CONSIGNE 1 ▸
Recopiez mot pour mot le passage de l'article qui va de « Selon cette source, ce » jusqu'à « relations avec Rabat. ».
CONSIGNE 2 ▸
Répondez à ces questions d'après l'article :
(a) Quel journal espagnol a rapporté que ni le voyage au Maroc ni la reconnaissance de la marocanité du Sahara ne sont à l'ordre du jour de José Manuel Albares ?
(b) Quand l'interview d'Aziz Akhannouch a-t-elle été diffusée ?
(c) Qui José Manuel Albares a-t-il rencontré à Washington ?

TEXTE DU DOCUMENT ▸

+---+

Comment dit-on souffler le chaud et le froid en espagnol ?


Hassan Bentaleb
Lundi 24 Janvier 2022

Avec les volte-face répétées de Madrid, pas facile de reconquérir la confiance de Rabat concernant les relations entre les deux pays

Comment dit-on souffler le chaud et le froid en espagnol ?
L’Espagne souffle le chaud et le froid. Ainsi quelques jours après les déclarations du ministre des Affaires étrangères indiquant que « le Maroc et l’Espagne tentent de construire une relation digne de l’ère actuelle», et qu’il y a « une fluidité dans les contacts qu'il entretient avec son homologue Nasser Bourita ». Et les déclarations du Roi Felipe VI appelant à des relations plus fortes et solides avec le Maroc, Madrid assure aujourd’hui que la fin de la crise diplomatique avec le Maroc n'est pas proche et qu’elle prendra le temps nécessaire pour parvenir à une relation bilatérale solide. José Manuel Albares, chef de la diplomatie espagnole, a affirmé que ni le voyage au Maroc ni la reconnaissance de la marocanité du Sahara ne sont à son ordre du jour, a rapporté le journal espagnol El Pais. 
Selon cette source, ce dernier a indiqué qu’une relation solide avec Rabat fondée sur la confiance et le bénéfice mutuel "prendra le temps qu'il faudra" et que ce sujet ne constitue pas une priorité ainsi que la reconnaissance de la marocanité du Sahara. A ce propos, Albares a minimisé les propos du chef du gouvernement marocain, Aziz Akhannouch, qui, dans une interview diffusée mercredi soir, a demandé des "positions ambitieuses et claires", par rapport au conflit du Sahara, de la part des pays qui veulent entretenir de bonnes relations avec Rabat.
Le ministre espagnol des Affaires étrangères a déclaré, en outre, que l'Espagne ne peut pas "parler au nom des parties en conflit". A Washington et après avoir rencontré le secrétaire d'Etat américain, Antony Blinken, il a déclaré qu’il faut « une solution politique, mutuellement acceptable dans le cadre de l'ONU ».
Sur un autre registre, José Manuel Albares a envoyé un message aux partenaires et alliés de l'Espagne demandant l’engagement de l'Alliance atlantique et l'Union européenne "avec le voisinage méridional" notamment le Maroc, a indiqué le journal Elespanol. Selon lui, le voisinage sud doit avoir le même poids que le voisinage est, précise El Pais. "Nous travaillons sur une relation solide, dans laquelle les actions unilatérales sont impossibles avec Rabat", a-t-il lancé. Et d’ajouter que cette zone constitue, à la fois, une source d'opportunités et un foyer d'instabilité (trafic d'armes, trafic d'êtres humains, drogue). La Méditerranée, a-t-il déclaré, "ne doit pas être une mer qui nous sépare mais plutôt qui nous unit pour créer une communauté avec ces pays".

+---+

ENREGISTREMENTS LISTÉS ▸
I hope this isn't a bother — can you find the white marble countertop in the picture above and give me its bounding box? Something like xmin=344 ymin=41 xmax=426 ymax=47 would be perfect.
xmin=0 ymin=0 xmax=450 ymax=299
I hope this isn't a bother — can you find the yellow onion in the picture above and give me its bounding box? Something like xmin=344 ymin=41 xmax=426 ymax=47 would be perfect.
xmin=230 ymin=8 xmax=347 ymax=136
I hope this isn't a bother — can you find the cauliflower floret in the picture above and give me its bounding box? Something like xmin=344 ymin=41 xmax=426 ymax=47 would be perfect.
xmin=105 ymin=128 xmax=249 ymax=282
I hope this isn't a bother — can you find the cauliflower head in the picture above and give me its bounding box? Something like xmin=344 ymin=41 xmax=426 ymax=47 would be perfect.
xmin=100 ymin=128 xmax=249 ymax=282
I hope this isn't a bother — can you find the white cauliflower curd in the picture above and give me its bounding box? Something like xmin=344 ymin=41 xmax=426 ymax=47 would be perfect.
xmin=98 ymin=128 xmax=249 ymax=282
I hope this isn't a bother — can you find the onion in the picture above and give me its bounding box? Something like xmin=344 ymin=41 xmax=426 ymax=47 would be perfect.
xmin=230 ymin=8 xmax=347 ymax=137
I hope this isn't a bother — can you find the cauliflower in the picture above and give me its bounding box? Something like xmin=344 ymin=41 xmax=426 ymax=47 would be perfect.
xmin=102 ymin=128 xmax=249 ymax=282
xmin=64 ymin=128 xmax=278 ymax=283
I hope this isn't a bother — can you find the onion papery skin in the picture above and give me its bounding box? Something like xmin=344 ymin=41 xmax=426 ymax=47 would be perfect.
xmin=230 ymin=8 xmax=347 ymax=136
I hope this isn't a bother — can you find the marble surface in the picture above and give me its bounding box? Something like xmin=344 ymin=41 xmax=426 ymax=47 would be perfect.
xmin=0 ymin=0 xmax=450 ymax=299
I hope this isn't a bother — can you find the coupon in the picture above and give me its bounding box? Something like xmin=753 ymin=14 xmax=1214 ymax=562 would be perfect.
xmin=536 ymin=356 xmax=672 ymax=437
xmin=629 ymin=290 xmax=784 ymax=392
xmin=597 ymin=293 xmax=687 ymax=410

+---+

CORRIGÉ 1 ▸
Selon cette source, ce dernier a indiqué qu’une relation solide avec Rabat fondée sur la confiance et le bénéfice mutuel "prendra le temps qu'il faudra" et que ce sujet ne constitue pas une priorité ainsi que la reconnaissance de la marocanité du Sahara. A ce propos, Albares a minimisé les propos du chef du gouvernement marocain, Aziz Akhannouch, qui, dans une interview diffusée mercredi soir, a demandé des "positions ambitieuses et claires", par rapport au conflit du Sahara, de la part des pays qui veulent entretenir de bonnes relations avec Rabat.

CORRIGÉ 2 ▸
(a) El Pais.
(b) Mercredi soir.
(c) Antony Blinken, le secrétaire d'État américain.